Life saving orangutan surgeries

The team at our BORA orangutan rescue and rehabilitation centre in East Kalimantan has been working tirelessly over the last few months to save and care for two adult male orangutans with horrific injuries.


The BORA rescue team on a mission to save Talian

There was no rest on New Years Day for the BORA Rescue team. Talian was rescued on 1 January 2024 in East Kutai, East Kalimantan. There had been reports circulating of a large male orangutan with a facial injury begging for food near a busy road. Our BORA rescue team travelled hundreds of kilometres to rescue this male and bring him to the safety of the BORA clinic.  He had a serious tear wound on his left upper lip, which was inflamed, and dead tissue was present. He also had a deep, ulcerated wound on his left check pad. He underwent an immediate medical procedure where the wounds were flushed and sutured. He had also suffered trauma to his left eye, with the eyelid being torn, and the left eyeball was white. He was assessed as being blind in this eye.

Talian was given long-acting antibiotics and pain relief medication. Thankfully, Talian was active and had a good appetite after the surgery. He was also understandably, aggressive towards the BORA staff. He is making excellent progress, and the wound has healed well considering.

Adul was rescued on 14 March.  His left leg had suffered a traumatic injury, most likely from a machete and was severely dislocated. Due to the severity of this injury, tragically, Adul’s leg needed to be amputated. A specialist orthopaedic veterinary surgeon was flown in from West Java to lead this complex surgery. X-rays showed that Adul was also riddled with 14 air rifle pellets, and as suspected from his behaviour and looks, he was blind in both eyes. One eye has ulcers, and the other eye has ‘phthisis bulbi’, which is a clinical condition representing end-stage ocular response to severe eye injury or disease damage related to a variety of causes. The team was exhausted after the long surgery.

The BORA veterinary team is now consulting with another orangutan specialist veterinarian to discuss the condition of his eyes and whether surgery is an option to possibly restore some vision. Adul has not only suffered severe physical trauma, but his world is now a scary and unknown place with his loss of sight. The orangutan keepers and veterinary staff are working closely with Adul to make him feel more comfortable and understand his new world including being hand fed and having his recovery cage cleaned. Thankfully, his amputation site is healing well, and he was put on a strong antibiotics to help prevent infection.

These rescues have been very confronting, and the BORA team have shown their professionalism, dedication, and compassion in looking after Talian and Adul in their time of great need. Thanks to our generous donors, we can fully fund these rescues and cover the costs of specialists to help these innocent orangutan victims.


BORA is an alliance between the Centre for Orangutan Protection (COP) and The Orangutan Project. COP works under the Ministry of Environment and Forestry.

============

WHAT YOU HAVE TO DO: In the orangutan rescue report, how many air rifle pellets did the X-rays find in Adul?

============

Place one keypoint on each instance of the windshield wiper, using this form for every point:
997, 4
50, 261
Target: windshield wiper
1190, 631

============

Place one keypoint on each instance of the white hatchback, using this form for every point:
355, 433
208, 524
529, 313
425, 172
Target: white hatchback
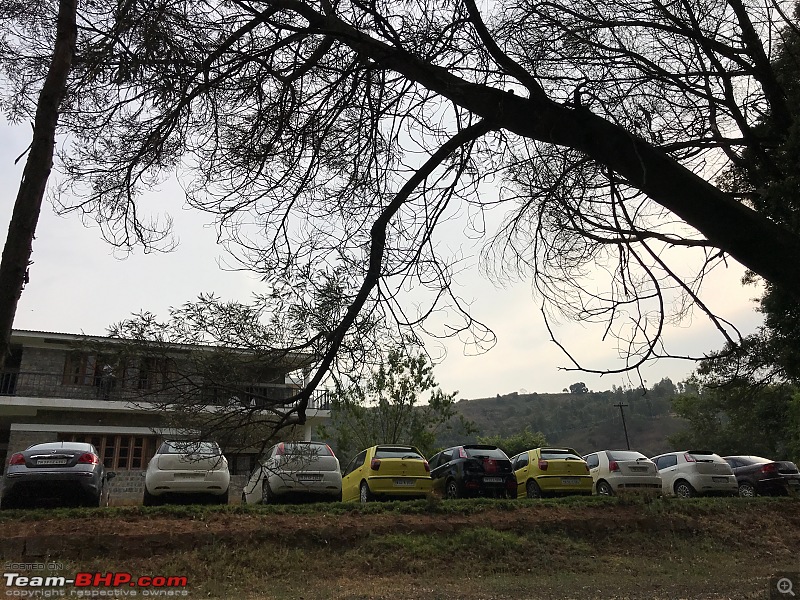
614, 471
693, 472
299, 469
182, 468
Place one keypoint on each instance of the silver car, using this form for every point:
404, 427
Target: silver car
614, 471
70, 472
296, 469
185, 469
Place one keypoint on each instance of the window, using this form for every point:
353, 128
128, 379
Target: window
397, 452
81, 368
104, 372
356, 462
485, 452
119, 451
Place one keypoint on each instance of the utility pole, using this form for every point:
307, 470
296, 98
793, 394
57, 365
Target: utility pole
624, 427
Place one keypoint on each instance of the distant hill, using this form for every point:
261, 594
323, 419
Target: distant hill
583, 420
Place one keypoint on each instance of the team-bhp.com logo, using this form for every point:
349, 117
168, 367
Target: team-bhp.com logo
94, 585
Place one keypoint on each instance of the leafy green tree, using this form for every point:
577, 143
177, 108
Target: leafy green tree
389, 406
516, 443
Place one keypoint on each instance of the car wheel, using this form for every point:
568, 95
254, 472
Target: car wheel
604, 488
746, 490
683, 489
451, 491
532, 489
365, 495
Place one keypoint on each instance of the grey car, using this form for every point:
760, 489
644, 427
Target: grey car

============

ANSWER TO THE PROBLEM: 14